▶ _Records for this task_:
○ ○ ○ ○

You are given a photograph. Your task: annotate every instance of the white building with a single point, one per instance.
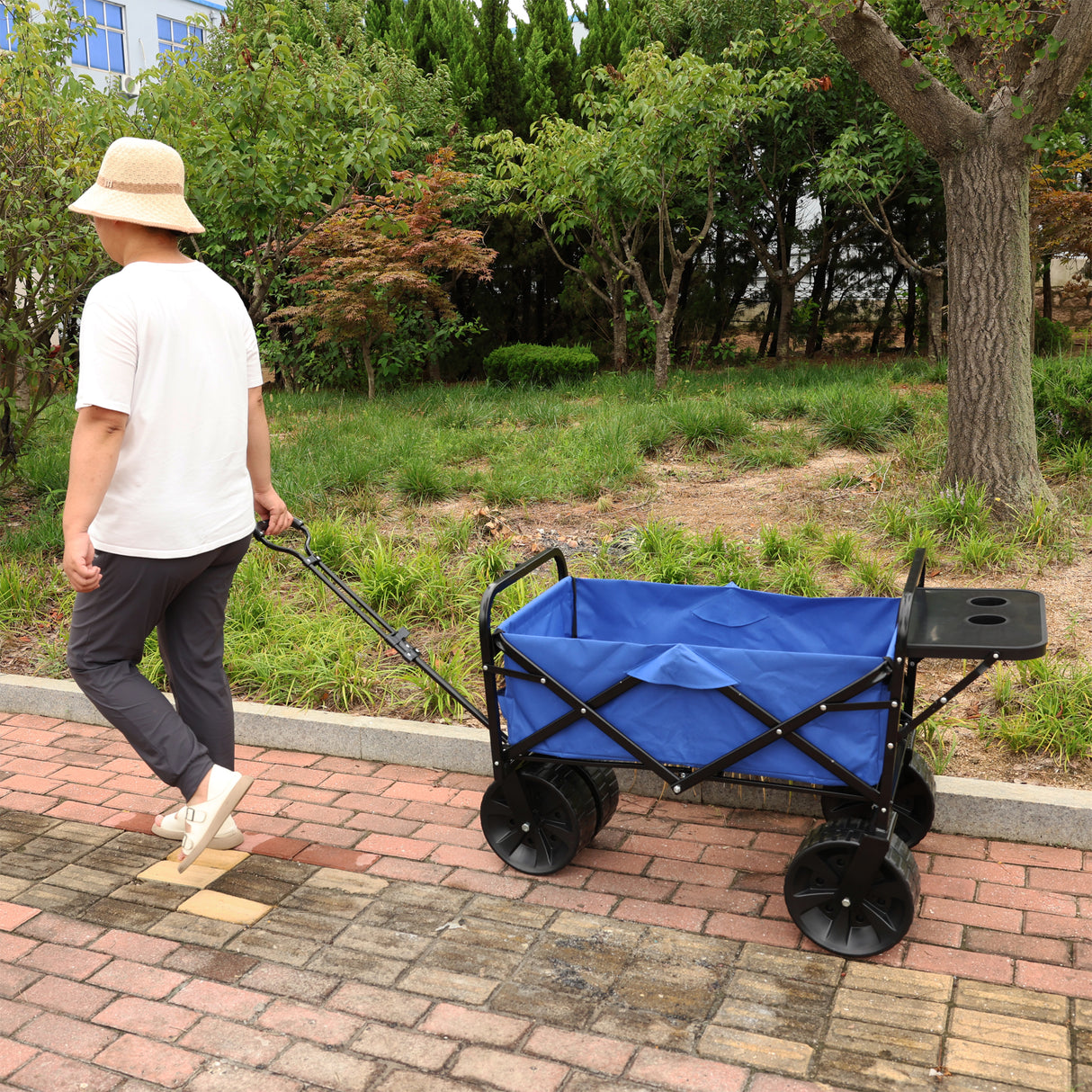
(128, 37)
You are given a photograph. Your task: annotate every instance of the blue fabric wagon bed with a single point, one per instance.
(683, 646)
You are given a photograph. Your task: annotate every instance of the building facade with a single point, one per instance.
(128, 37)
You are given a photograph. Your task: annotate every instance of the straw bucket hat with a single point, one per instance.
(141, 182)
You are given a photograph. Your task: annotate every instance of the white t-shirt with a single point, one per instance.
(173, 346)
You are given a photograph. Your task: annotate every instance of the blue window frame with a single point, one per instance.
(173, 35)
(8, 40)
(105, 46)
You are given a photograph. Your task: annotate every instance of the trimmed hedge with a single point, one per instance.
(540, 365)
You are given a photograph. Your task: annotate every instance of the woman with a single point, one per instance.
(169, 463)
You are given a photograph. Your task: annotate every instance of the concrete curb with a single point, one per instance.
(989, 810)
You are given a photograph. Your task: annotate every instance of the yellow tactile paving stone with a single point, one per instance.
(166, 872)
(224, 908)
(207, 869)
(223, 860)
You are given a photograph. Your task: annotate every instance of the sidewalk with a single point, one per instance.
(367, 938)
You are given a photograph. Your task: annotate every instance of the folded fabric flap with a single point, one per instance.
(680, 665)
(731, 607)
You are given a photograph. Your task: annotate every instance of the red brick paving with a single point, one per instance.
(995, 911)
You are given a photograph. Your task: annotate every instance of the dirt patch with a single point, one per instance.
(738, 504)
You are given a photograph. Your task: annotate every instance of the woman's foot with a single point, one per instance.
(209, 808)
(173, 826)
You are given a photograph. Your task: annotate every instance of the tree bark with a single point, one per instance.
(786, 295)
(990, 419)
(883, 322)
(369, 368)
(819, 294)
(985, 162)
(619, 326)
(909, 326)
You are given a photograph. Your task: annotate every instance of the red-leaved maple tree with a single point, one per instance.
(382, 255)
(1061, 215)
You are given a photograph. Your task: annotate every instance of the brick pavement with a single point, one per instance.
(393, 950)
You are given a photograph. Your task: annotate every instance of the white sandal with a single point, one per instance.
(203, 820)
(173, 826)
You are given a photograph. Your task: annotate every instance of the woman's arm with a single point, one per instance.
(96, 442)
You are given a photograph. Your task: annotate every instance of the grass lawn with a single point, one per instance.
(412, 497)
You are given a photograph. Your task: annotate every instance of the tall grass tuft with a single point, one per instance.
(863, 418)
(959, 510)
(1043, 707)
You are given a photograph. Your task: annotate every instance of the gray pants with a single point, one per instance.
(183, 600)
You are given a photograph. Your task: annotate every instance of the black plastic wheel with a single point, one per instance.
(604, 785)
(914, 801)
(561, 820)
(820, 882)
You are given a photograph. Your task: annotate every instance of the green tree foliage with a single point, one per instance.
(613, 31)
(654, 139)
(980, 90)
(503, 103)
(54, 129)
(271, 142)
(881, 166)
(550, 58)
(443, 33)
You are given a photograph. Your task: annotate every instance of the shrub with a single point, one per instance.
(1052, 337)
(540, 365)
(1062, 390)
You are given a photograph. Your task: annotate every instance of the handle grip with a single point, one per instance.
(297, 524)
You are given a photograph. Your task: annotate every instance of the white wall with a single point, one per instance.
(141, 33)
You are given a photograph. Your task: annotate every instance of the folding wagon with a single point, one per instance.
(724, 684)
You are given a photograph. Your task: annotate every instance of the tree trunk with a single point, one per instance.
(815, 320)
(884, 320)
(619, 326)
(684, 300)
(909, 326)
(786, 291)
(990, 419)
(369, 368)
(770, 330)
(934, 281)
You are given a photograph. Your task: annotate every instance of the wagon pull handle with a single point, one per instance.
(297, 524)
(398, 639)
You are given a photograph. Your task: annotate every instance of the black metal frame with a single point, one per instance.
(398, 639)
(899, 672)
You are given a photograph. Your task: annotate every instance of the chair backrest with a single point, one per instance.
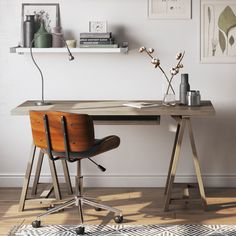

○ ○ ○ ○

▶ _Directive_: Rewrite all of the entries above with "a single point" changed to "one marker" and nothing else altered. Leave the pictures out of your version.

▶ _Full response_:
You are given a photograph. Your task: annotate every instance of the white building with one marker, one per instance.
(128, 37)
You are given a photograph. Your task: annotate every instance of the blue fabric wagon bed with one marker, one per instance.
(683, 646)
You are given a photograph. Your task: annotate every instance of the building facade with one marker, one per instance.
(128, 37)
You are given a photograph. Your task: annotate every instance of the straw bucket hat with one marker, one per instance.
(141, 182)
You are given a photograph. Your task: annotate every instance of the white t-shirt with one marker, one per instance.
(173, 346)
You are given a photograph. Your task: annotate every instance of the blue window frame with one marker, one per instance.
(173, 35)
(8, 40)
(105, 46)
You are given a photograph. Your task: annotate every instance of the trimmed hedge with one marker, one per instance.
(540, 365)
You are given a photograph. Your task: annotate every instance of the woman with one marker, one per instance.
(169, 463)
You are given a photograph. Your task: annotate every instance of the concrete curb with one marker, one per instance.
(989, 810)
You are given a photograph. Your task: annotate every instance of the yellow tactile paving stone with one marker, one per instance.
(166, 872)
(224, 908)
(207, 869)
(223, 860)
You are given a photograph. Your task: annotate every instance of the sidewalk with one marker, one per instance.
(367, 938)
You are given a photograph. Your task: annotate every instance of the folded fabric flap with one marker, one per instance.
(680, 665)
(731, 607)
You are given a photograph. Your task: annotate every instance of the red brick paving with one marker, one per instance.
(995, 911)
You are given a photograph. Your task: annotate every instance of the dirt patch with one marker, one per instance.
(738, 504)
You are given a photograph. Your task: annotate every instance of the woman's foot with one marker, one per instance.
(209, 808)
(173, 826)
You are given a photograph. Your task: annotate every instance of the tree bark with one marker, one per instance.
(786, 295)
(990, 419)
(883, 322)
(369, 368)
(819, 294)
(985, 162)
(619, 326)
(909, 326)
You are given a photograph. Your task: annotate every instance of the red-leaved maple tree with one marker, one per instance.
(382, 255)
(1061, 215)
You are given a photograph. Your task: annotate every instance of the brick pavement with one marker, one per instance.
(393, 950)
You are given a photograph. Your task: annotate every instance of the white sandal with one marker, one per instance.
(203, 820)
(173, 826)
You are given a photograph. Your task: annotate every instance of the woman's arm with one marker, one per instance.
(96, 442)
You are given a photograph. Your task: annotate every instance of the grass lawn with one marker, one per instance.
(412, 497)
You are given a photograph. Your task: annotate every instance of the tall grass tuft with one marker, one per instance.
(863, 418)
(959, 510)
(1043, 707)
You are given a photograph. Your task: annotate every instance of the gray pants with one marker, one per instance.
(183, 600)
You are given a photograph. Your task: annotate every instance of the black plastic wheel with one marker, one per instance.
(604, 785)
(914, 801)
(561, 820)
(820, 882)
You are given a photograph. Your task: annotate every instance of the green tree foliage with one marker, one per instance.
(613, 31)
(654, 139)
(980, 90)
(503, 103)
(54, 129)
(271, 142)
(881, 166)
(550, 58)
(443, 33)
You are given a photograph. Your task: annotate every instance of the shrub with one marker, one per instance.
(1052, 337)
(540, 365)
(1062, 390)
You are given a photograph. Your task: annotate every instance of the handle grip with one marker, one per instance.
(297, 524)
You are given a photograph. Your task: annotate every instance of the white wall with one marker, one per instance.
(141, 33)
You are given a photograph. Your task: annotate every instance of the folding wagon with one marker, one per instance.
(724, 684)
You are given a photograph. Your task: annotate every instance of the tree trunk with one marker, one per instance.
(815, 320)
(884, 320)
(619, 326)
(684, 300)
(909, 326)
(786, 291)
(990, 419)
(369, 368)
(770, 330)
(934, 281)
You are given a photograph. Your task: annotate every instance of the wagon pull handle with one marker, one per instance.
(297, 524)
(398, 639)
You are given a photograph. Your task: annotate every instance of the black metal frame with one marker, one per instance.
(398, 639)
(899, 672)
You are given a photograph. Your task: annotate every instance of the chair backrest with one marker, one per instance.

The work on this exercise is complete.